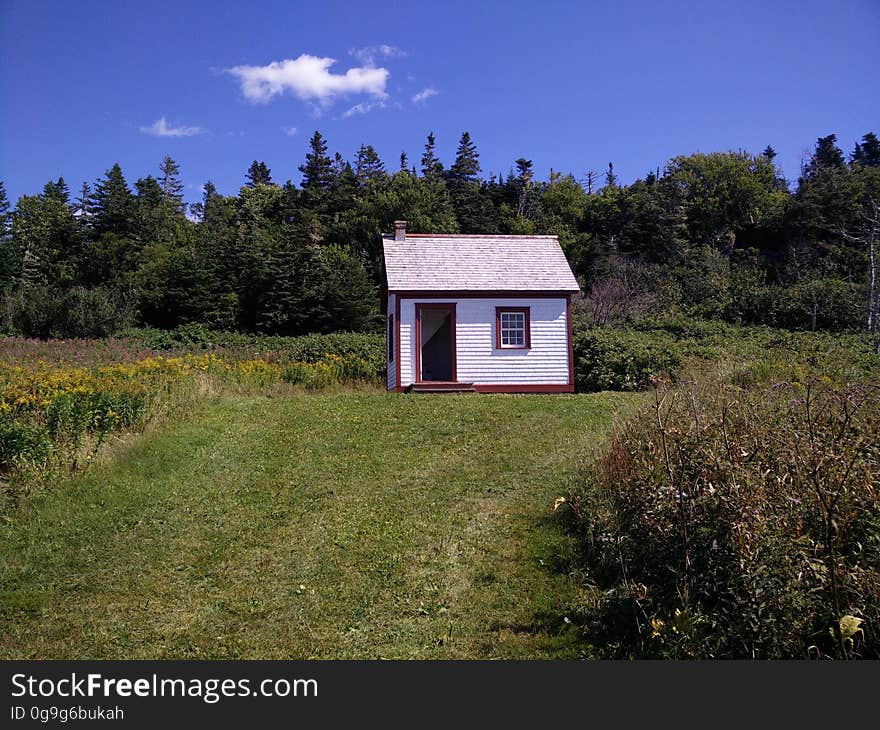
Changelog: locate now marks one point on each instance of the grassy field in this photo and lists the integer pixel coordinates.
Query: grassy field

...

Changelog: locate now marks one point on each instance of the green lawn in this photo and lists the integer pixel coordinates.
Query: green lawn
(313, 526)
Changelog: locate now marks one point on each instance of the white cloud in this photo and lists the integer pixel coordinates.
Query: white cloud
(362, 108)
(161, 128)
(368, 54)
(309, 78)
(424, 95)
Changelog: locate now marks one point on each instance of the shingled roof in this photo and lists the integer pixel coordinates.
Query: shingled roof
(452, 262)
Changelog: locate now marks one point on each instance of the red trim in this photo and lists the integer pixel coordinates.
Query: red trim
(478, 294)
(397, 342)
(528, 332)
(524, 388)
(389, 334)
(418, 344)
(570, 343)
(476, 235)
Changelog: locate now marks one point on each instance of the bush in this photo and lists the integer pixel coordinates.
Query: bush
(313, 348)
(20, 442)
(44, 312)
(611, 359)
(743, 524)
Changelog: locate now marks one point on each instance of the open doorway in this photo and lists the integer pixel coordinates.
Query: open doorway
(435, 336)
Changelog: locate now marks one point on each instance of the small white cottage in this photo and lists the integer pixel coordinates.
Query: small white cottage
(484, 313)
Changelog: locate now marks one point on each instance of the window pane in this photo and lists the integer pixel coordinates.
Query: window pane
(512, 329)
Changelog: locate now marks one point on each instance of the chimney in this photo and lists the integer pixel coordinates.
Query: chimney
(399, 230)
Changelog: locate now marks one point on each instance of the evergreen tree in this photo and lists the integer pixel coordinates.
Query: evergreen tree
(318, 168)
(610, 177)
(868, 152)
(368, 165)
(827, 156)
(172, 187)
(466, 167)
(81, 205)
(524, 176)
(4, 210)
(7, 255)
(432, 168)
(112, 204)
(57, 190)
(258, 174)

---

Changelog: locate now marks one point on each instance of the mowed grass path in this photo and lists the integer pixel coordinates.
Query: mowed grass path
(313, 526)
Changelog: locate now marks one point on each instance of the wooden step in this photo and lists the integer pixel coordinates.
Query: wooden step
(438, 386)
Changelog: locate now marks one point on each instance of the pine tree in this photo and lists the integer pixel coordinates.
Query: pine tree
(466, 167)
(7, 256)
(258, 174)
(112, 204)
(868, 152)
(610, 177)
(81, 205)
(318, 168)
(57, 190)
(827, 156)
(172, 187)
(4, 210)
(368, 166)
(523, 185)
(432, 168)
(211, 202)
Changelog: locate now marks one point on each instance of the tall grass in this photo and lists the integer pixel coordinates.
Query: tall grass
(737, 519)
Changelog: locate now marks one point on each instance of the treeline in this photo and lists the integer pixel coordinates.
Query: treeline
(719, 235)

▶ REQUIRED TASK:
Pick out every line in the entries above that contains the word "white". Case counts.

▶ TASK SOLUTION:
Changelog: locate now marks one point on each instance of the white cloud in this photo and lists the integer pixel coordinates.
Query: white cloud
Changelog: locate now marks one point on each instance of the small white cottage in this photo and lists the integer pixel coordinates.
Query: small white cottage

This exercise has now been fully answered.